### YOUR INSTRUCTIONS
Translate this sentence from the grain corridor text below into Spanish: "However, in November, following the crisis artificially created by the Russian side with the suspension of its participation in the JCC, wheat and corn prices rose sharply again."

### TEXT SHOWN
Indeed, the Food Price Index published by the Food and Agriculture Organization of the United Nations showed that since the start of the grain corridor, prices for staple foods in the world have declined by about 8.6% in July, 1.9% in August and 1.1% in September. However, in November, following the crisis artificially created by the Russian side with the suspension of its participation in the JCC, wheat and corn prices rose sharply again. Additionally, the instability of the corridor operation and uncertainty about the future of the BSGI itself, as well as the precarious security situation in the region and the presence of floating mines in the Black Sea basin further raise logistics and insurance expenses.

How much grain was exported and where did it go?

As of December 2022, more than 14 million tons of grain were exported within the grain corridor, of which: 43%—corn, 29%—wheat, 7% rape, 6%—sunflower oil, 15%—other agricultural products.

### RECORDS PROVIDED
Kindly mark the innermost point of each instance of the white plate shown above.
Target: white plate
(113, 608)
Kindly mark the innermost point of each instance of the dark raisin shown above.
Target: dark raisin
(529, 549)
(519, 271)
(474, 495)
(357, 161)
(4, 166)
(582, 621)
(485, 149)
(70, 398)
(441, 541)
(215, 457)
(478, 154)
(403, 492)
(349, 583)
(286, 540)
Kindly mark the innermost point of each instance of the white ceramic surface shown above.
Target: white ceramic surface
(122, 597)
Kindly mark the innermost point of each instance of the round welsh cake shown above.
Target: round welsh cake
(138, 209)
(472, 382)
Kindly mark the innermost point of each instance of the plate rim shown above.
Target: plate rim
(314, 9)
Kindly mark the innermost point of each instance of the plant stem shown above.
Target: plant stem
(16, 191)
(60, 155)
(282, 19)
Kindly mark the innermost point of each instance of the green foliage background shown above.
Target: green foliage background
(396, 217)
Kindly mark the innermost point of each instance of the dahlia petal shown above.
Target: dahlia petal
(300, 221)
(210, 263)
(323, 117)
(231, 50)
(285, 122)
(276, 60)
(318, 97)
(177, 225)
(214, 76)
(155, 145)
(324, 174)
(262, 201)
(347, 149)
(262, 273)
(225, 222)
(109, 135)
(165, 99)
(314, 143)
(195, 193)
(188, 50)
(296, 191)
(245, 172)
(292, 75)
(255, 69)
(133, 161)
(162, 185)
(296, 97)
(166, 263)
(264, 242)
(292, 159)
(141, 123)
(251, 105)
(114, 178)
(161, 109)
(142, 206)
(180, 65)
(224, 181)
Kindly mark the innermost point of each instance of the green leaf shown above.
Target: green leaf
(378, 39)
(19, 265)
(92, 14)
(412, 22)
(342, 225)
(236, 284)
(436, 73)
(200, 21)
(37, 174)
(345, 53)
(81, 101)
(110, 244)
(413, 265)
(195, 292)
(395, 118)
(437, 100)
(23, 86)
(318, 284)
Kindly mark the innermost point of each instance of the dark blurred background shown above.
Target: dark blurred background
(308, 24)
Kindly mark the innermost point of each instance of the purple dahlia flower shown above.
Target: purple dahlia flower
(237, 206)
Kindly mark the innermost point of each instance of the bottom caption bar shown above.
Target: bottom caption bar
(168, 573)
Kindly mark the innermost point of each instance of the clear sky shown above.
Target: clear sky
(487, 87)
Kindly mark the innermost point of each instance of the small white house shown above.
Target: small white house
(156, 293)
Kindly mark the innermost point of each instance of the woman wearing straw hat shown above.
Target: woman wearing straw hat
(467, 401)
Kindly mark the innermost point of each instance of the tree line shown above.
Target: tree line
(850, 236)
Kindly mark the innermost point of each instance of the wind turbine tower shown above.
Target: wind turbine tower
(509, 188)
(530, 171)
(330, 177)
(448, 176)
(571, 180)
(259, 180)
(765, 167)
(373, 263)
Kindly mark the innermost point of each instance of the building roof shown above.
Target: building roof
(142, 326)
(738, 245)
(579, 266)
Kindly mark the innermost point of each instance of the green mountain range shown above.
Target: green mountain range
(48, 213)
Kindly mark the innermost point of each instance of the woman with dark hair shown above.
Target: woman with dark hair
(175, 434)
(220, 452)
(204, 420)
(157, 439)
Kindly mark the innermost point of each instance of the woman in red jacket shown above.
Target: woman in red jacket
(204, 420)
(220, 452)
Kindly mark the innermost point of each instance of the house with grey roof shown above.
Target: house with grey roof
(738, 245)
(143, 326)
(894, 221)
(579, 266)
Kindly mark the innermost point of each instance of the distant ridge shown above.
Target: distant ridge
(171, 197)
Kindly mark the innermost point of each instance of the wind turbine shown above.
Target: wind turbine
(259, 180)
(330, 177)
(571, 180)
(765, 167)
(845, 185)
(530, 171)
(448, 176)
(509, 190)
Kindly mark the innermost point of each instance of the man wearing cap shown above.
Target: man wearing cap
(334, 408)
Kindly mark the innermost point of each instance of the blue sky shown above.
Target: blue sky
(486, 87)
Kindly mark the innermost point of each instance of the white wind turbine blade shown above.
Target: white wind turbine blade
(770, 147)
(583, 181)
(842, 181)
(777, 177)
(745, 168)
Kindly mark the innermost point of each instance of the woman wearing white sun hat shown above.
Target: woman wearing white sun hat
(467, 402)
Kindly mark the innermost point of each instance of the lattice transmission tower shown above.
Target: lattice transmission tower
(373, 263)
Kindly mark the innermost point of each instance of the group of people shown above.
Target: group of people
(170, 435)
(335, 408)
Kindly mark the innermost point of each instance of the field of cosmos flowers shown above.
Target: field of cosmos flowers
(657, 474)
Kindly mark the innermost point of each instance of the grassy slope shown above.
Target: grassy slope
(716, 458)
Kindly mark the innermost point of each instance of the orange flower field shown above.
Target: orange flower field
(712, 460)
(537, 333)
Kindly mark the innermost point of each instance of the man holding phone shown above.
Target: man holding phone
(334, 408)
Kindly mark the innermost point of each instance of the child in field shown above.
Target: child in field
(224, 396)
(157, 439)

### SOLUTION
Sin embargo, en noviembre, tras la crisis creada artificialmente por la parte rusa con la suspensión de su participación en el JCC, los precios del trigo y del maíz volvieron a subir bruscamente.